— Start of Dataset rows —

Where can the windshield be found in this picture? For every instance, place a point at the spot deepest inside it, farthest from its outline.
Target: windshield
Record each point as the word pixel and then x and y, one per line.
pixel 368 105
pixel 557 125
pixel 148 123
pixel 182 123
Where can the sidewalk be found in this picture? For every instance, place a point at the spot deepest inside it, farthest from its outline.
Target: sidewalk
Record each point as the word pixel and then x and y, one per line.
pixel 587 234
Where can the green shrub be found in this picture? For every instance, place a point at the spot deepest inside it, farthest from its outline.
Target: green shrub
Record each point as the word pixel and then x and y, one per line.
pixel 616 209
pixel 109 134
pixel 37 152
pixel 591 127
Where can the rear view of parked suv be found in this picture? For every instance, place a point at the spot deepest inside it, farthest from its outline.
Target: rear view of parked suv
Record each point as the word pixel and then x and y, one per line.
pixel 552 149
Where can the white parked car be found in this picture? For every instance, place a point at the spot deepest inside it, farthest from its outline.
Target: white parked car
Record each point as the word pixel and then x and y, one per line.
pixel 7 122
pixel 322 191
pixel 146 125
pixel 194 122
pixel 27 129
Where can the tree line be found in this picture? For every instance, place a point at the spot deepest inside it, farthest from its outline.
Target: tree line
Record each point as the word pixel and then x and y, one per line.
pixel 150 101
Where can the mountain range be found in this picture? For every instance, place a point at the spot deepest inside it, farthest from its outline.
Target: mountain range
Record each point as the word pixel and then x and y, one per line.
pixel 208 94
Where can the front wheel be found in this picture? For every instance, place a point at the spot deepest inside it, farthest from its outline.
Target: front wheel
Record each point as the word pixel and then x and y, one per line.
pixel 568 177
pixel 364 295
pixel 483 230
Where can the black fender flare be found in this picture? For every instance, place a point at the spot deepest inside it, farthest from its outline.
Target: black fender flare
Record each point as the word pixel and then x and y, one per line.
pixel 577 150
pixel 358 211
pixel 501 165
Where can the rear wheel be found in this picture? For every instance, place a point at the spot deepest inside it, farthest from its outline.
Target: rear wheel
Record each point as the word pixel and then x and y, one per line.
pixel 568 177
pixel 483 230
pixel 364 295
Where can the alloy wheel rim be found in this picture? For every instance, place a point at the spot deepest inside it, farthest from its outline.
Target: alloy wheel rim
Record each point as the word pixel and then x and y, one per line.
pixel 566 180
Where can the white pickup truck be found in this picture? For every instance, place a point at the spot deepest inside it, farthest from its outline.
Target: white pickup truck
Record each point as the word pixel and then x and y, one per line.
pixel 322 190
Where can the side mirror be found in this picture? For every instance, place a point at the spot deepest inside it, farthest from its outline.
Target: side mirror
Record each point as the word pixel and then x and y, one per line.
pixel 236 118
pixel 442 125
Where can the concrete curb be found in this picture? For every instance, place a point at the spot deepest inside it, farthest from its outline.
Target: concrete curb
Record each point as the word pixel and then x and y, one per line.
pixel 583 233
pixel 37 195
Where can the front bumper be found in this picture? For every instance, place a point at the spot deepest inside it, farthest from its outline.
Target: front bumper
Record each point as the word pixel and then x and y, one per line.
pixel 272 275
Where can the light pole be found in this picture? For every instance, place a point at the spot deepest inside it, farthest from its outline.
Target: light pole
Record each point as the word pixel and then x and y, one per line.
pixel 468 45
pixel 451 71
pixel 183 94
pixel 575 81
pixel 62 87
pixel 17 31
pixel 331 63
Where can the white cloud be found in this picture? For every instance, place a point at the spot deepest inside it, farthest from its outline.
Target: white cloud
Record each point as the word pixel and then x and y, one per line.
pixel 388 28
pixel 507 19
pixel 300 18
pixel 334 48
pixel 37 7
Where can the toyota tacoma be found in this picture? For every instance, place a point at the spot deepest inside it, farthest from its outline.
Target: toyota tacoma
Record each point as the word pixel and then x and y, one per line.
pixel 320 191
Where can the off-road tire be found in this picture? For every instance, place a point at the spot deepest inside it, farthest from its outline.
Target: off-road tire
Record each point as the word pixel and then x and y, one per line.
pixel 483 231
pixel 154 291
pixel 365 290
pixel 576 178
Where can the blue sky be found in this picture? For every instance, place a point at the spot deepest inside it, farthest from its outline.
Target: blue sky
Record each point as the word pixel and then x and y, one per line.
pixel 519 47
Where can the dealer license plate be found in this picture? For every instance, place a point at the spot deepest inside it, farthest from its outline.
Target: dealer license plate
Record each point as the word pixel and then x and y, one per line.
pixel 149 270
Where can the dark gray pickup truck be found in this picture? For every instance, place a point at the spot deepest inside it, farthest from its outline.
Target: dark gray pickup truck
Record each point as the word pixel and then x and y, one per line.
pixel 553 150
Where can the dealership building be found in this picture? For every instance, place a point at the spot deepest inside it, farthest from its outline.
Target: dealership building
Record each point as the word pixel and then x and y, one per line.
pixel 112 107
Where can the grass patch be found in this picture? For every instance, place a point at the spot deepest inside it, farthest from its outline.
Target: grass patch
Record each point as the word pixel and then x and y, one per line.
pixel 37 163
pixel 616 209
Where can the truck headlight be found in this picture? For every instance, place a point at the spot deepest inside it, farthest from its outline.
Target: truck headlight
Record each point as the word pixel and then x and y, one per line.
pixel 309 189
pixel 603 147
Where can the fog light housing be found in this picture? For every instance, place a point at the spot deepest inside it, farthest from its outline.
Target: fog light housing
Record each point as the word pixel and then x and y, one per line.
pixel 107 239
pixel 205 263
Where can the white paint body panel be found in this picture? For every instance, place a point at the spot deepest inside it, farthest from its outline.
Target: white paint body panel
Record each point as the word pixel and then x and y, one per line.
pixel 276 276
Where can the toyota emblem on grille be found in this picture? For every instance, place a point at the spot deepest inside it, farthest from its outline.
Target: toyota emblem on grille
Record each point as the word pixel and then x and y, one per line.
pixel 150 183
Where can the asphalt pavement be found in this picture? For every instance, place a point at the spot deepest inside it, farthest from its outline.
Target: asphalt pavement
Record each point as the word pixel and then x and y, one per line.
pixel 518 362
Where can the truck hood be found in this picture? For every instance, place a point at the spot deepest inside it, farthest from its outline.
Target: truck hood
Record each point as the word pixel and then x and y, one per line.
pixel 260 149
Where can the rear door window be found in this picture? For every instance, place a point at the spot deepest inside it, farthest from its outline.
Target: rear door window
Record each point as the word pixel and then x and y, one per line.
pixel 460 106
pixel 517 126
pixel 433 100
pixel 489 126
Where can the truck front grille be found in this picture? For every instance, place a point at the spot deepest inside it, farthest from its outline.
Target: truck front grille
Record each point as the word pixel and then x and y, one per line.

— End of Dataset rows —

## Given problem
Copy the records above line for line, without any changes, from the first one through the last.

## Finished answer
Where can the windshield be found in this picture? For every instance, place a point at the spot deepest inside it, farthest from its outline.
Target: windshield
Record each point as the word pixel and then x and y, one per line.
pixel 368 105
pixel 557 125
pixel 148 123
pixel 182 123
Where can the sidewalk be found in this picture? For every instance, place a point at the spot deepest inside it, farthest from its outline.
Target: sidewalk
Record each point as the word pixel and then x and y, one per line.
pixel 587 234
Where can the green shrub be found in this picture? For every instance, place a point at the spot deepest inside it, farthest from its outline.
Target: green shrub
Record each point as the word pixel and then x and y, one per line.
pixel 616 209
pixel 109 134
pixel 37 152
pixel 591 127
Where can the rear view of parked suv be found in this picture? For every instance, place a point at the spot deepest inside it, farthest from its outline.
Target: rear view of parked suv
Record each point as the word pixel and then x and y, one per line.
pixel 552 149
Where can the white parked car be found in this picture? For every instance, place a point at the spot deepest inside it, farthest from its outline.
Target: white parked car
Record each point as the word pixel and then x and y, one per line.
pixel 7 122
pixel 322 191
pixel 146 125
pixel 194 122
pixel 27 129
Where can the tree line be found in this picture? For every instance, place a point at the spot deepest inside it, farthest from its outline.
Target: tree line
Record each point as the word pixel and then x and y, one per line.
pixel 150 101
Where can the mountain range be found in this picture? For every instance, place a point at the spot deepest inside it, farthest from its outline.
Target: mountain range
Record each point as the word pixel and then x and y, one per line.
pixel 208 94
Where can the front wheel be found in this picture? For every instance, place a point at the spot deepest inside it, farthest from its outline.
Target: front wheel
Record each point as the word pixel and then x and y, one per line.
pixel 568 177
pixel 364 295
pixel 483 230
Where can the black fender flare be found in this picture? For every instance, place a point at the spot deepest inside it, farthest from its outline.
Target: black fender flare
Record each point as the word pixel and then x and y, one per line.
pixel 577 150
pixel 358 211
pixel 501 165
Where can the rear wheel be found in this picture? For every instance, place a point at the spot deepest inside it, farthest from its outline.
Target: rear wheel
Record each point as the word pixel and then x and y, one per line.
pixel 568 177
pixel 483 230
pixel 364 295
Where can the alloy wheel rim be found in this picture? For every instance, place a point at the spot deepest inside it, farthest from its outline.
Target: alloy wheel rim
Record each point as the word pixel and then x and y, one per line.
pixel 566 180
Where can the white pickup truck be found in this picture? For every instance, place a point at the spot deepest inside it, farthest from its outline.
Target: white pickup truck
Record each point as the word pixel and then x and y, one per line.
pixel 322 190
Where can the side mirror be found in this picture? For every instance, place a point at the spot deepest inside it, farthest from its outline.
Target: side mirror
Record each point as the word pixel and then x and y, one per line.
pixel 236 118
pixel 442 125
Where can the concrete curb be found in this picture? For every instance, place a point at the spot deepest inside it, farthest from its outline.
Target: concrete curb
Record each point as the word pixel and then x and y, one per line.
pixel 583 233
pixel 37 195
Where can the front bumper be found in this picture? For every instance, place a point at the spot deepest inside it, farthest from its outline.
Target: front bumper
Record each point as the word pixel and then x and y, one per line.
pixel 272 275
Where can the light pole be found in this picture? For every instance, place a point at the spot deepest inside it, farthest from its outline.
Target: light pole
Record each point as the word pixel and then x and y, one per line.
pixel 468 45
pixel 451 71
pixel 183 94
pixel 575 81
pixel 62 87
pixel 17 31
pixel 331 63
Where can the white cloud be found in this picture? For every instance, place a point at the spot deepest inside it, farthest from its outline.
Target: white cloud
Record each point as the word pixel and then x and y, one per line.
pixel 388 28
pixel 507 19
pixel 300 18
pixel 334 48
pixel 37 7
Where can the toyota tacoma be found in this picture? For every instance, place a point at the spot deepest inside it, farthest from its outline.
Target: toyota tacoma
Record each point as the word pixel and then x and y, one per line.
pixel 320 191
Where can the off-road tire be found in this picture? For every instance, place a point at the spot deepest inside it, farthest from its outline.
Target: off-road tire
Record each point as the word pixel and then x and y, one per line.
pixel 483 231
pixel 154 291
pixel 365 290
pixel 576 178
Where can the blue sky be found in this picture? For every instance, place a point at the spot deepest inside it, farthest from its outline.
Target: blue sky
Record each point as the word pixel and then x and y, one per line.
pixel 519 47
Where can the dealer license plate be found in this picture? For every instance, place a point at the spot deepest inside it, farthest from its outline.
Target: dealer license plate
Record each point as the word pixel and then x and y, one per line.
pixel 149 270
Where can the dark gray pickup truck be found in this picture? For every instance, place a point at the spot deepest inside it, farthest from its outline.
Target: dark gray pickup truck
Record each point as the word pixel and then x and y, one per line.
pixel 553 150
Where can the dealership building be found in this picture? For every instance, place a point at the spot deepest inside it, farthest from its outline.
Target: dealership building
Record each point as the word pixel and then x and y, one per line.
pixel 112 107
Where can the grass patch be found in this picture? For every instance, place a point at the spot deepest inside it, farthest from its outline.
Target: grass patch
Record each point as the word pixel and then x and y, one per line.
pixel 37 163
pixel 616 209
Where can the truck headlight be found in this picture? For every instance, place a point at the spot deepest inside it, farthest from its outline.
Target: truck headlight
Record each point as the word pixel and then x and y, one per line.
pixel 309 189
pixel 603 147
Where can the fog light housing be found in this picture? For every instance, place a point at the spot deepest inside it, farthest from its outline.
Target: fog light housing
Record each point as the word pixel and then x and y, one per line.
pixel 107 239
pixel 205 263
Where can the white paint body panel be found in this picture? For every instance, place a point at the spot deepest inside it, farthest from its outline.
Target: white paint body panel
Record each point as the word pixel and then x and y, one per line.
pixel 276 276
Where can the toyota emblem on grille be found in this picture? For every instance, place a point at the spot deepest inside it, farthest from its outline.
Target: toyota emblem on grille
Record each point as the word pixel and then x and y, one per line.
pixel 150 183
Where can the asphalt pavement be found in this picture? For every instance, place a point at the spot deepest inside it, farthest from its outline.
Target: asphalt pavement
Record each point as the word pixel and then x and y, one per line.
pixel 518 362
Where can the truck hood be found in this picture? For every instance, place a point at the spot deepest inside it, farthest from its outline.
Target: truck hood
Record each point as the word pixel and then x and y, one per line.
pixel 260 149
Where can the rear door window be found in this picture? For every instance, place a point at the spot deepest inside it, farthest from its outline.
Target: rear door window
Record each point as the word pixel and then x and y, one per line.
pixel 460 106
pixel 517 126
pixel 433 100
pixel 489 126
Where can the truck front grille be found in this picture? For every instance, place a point at the spot deepest inside it, farthest from its outline.
Target: truck front grille
Record each point as the word pixel and then x and y, one per line.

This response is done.